* [GOAL OF THE EXERCISE]: Work through the data line by line, gathering every line that has the word "balcony".

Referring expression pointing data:
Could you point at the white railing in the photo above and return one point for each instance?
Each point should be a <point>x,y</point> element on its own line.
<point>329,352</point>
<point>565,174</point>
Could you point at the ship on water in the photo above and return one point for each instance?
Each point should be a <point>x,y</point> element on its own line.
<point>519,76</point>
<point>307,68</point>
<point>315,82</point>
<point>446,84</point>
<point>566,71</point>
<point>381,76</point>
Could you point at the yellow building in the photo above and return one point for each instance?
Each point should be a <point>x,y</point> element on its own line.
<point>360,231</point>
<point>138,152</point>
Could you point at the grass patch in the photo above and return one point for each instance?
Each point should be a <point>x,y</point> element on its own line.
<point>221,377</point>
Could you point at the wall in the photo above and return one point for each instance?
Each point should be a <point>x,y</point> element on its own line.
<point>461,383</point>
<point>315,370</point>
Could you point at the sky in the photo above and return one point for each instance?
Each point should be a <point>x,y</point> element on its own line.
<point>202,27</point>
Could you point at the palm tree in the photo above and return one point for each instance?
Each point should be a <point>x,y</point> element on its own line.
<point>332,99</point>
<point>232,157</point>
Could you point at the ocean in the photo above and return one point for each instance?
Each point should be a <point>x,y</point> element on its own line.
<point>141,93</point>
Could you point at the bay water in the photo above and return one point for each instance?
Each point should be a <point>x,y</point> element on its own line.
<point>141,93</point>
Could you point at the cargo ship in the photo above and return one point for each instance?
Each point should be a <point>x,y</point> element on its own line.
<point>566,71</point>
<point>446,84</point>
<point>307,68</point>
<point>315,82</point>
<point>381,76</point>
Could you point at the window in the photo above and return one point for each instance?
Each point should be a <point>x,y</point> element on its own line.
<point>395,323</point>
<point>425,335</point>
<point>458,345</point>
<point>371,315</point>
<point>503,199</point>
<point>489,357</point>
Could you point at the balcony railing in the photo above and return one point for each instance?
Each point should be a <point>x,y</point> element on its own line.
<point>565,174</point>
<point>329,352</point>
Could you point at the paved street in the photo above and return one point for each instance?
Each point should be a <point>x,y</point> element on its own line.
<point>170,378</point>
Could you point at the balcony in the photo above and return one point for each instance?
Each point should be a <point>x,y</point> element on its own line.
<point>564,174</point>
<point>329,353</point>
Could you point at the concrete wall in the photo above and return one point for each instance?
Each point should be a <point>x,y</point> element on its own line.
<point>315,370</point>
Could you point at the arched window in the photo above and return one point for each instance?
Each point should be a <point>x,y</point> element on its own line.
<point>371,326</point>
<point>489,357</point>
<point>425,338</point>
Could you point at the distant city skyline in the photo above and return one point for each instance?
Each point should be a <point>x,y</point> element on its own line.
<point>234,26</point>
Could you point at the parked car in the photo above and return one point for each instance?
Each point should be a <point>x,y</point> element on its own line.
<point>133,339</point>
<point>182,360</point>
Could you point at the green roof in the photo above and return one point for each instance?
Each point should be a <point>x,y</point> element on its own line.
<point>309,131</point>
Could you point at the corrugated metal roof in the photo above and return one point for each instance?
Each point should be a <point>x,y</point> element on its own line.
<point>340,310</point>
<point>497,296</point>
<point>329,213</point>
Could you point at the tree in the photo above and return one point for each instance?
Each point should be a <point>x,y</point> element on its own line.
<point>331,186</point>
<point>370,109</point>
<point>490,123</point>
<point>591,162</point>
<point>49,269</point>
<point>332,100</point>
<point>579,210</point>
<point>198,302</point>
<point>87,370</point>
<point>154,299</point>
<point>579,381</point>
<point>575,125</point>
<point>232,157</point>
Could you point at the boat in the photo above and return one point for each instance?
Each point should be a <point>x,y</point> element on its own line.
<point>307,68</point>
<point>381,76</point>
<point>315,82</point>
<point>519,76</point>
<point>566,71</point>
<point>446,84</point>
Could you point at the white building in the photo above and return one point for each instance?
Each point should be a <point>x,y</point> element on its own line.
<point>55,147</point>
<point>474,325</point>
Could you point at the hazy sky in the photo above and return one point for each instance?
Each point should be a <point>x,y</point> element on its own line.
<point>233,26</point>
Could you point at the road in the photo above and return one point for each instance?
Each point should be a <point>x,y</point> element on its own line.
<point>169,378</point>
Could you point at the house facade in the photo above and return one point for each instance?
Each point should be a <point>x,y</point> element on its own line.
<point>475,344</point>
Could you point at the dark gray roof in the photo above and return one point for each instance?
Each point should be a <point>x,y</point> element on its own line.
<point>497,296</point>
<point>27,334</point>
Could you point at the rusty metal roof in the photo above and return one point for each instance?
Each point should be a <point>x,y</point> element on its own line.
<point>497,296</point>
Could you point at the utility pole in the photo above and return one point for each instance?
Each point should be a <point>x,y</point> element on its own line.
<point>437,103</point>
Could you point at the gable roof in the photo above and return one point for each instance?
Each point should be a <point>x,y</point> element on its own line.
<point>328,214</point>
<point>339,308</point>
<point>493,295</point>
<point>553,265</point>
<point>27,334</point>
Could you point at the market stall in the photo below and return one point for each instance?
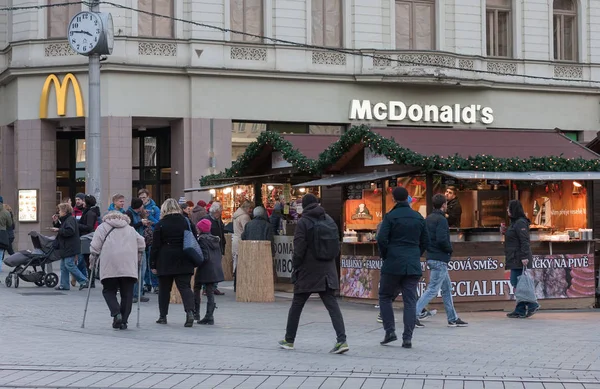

* [FINISHED EXERCISE]:
Could you point at the balcony railing in the photo above and return one point for each instance?
Could you point at the balcony in the photo above and return one point for each instance?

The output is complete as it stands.